<<<<
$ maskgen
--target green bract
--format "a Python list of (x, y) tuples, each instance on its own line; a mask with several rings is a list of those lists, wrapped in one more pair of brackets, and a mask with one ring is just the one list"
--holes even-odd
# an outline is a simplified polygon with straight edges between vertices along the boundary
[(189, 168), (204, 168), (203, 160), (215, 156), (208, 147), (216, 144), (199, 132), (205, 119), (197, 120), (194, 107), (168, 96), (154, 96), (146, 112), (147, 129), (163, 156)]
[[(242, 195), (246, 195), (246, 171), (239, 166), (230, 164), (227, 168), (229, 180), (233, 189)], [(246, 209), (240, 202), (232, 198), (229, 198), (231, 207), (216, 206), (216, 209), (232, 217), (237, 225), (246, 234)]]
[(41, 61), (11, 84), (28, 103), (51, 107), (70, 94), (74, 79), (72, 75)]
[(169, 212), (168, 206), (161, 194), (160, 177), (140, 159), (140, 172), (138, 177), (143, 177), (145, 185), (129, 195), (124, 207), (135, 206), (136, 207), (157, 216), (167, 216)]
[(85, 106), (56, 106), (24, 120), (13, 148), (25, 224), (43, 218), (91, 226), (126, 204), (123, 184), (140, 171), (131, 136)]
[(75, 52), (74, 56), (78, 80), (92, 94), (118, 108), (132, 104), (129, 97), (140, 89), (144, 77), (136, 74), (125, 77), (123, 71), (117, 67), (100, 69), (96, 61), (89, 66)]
>>>>
| What is asked |
Rescale everything from the start of the records down to the line containing "225), (246, 234)]]", both ends included, by rewriting those lines in full, request lines unchanged. Multiply every vertex coordinate in the outlines by 1.85 and round each result to a whole number, with halves rounded up.

| Solution to this problem |
$ maskgen
--target green bract
--format "a Python list of (x, y) tuples, each instance on its own line; a mask with several rings is a list of those lists, wrapped in one more pair of brackets, and a mask with one ring is just the one list"
--holes even-odd
# an outline is a simplified polygon with straight edges between vertices along the boundary
[(350, 311), (377, 311), (376, 296), (398, 289), (385, 272), (400, 266), (368, 244), (379, 220), (364, 222), (359, 198), (311, 178), (285, 178), (270, 207), (272, 239), (302, 289)]
[[(448, 361), (455, 361), (455, 316), (442, 307), (426, 303), (420, 311), (424, 333), (431, 350)], [(455, 387), (444, 374), (429, 366), (424, 366), (427, 383), (400, 381), (400, 387), (429, 401), (438, 416), (455, 433)]]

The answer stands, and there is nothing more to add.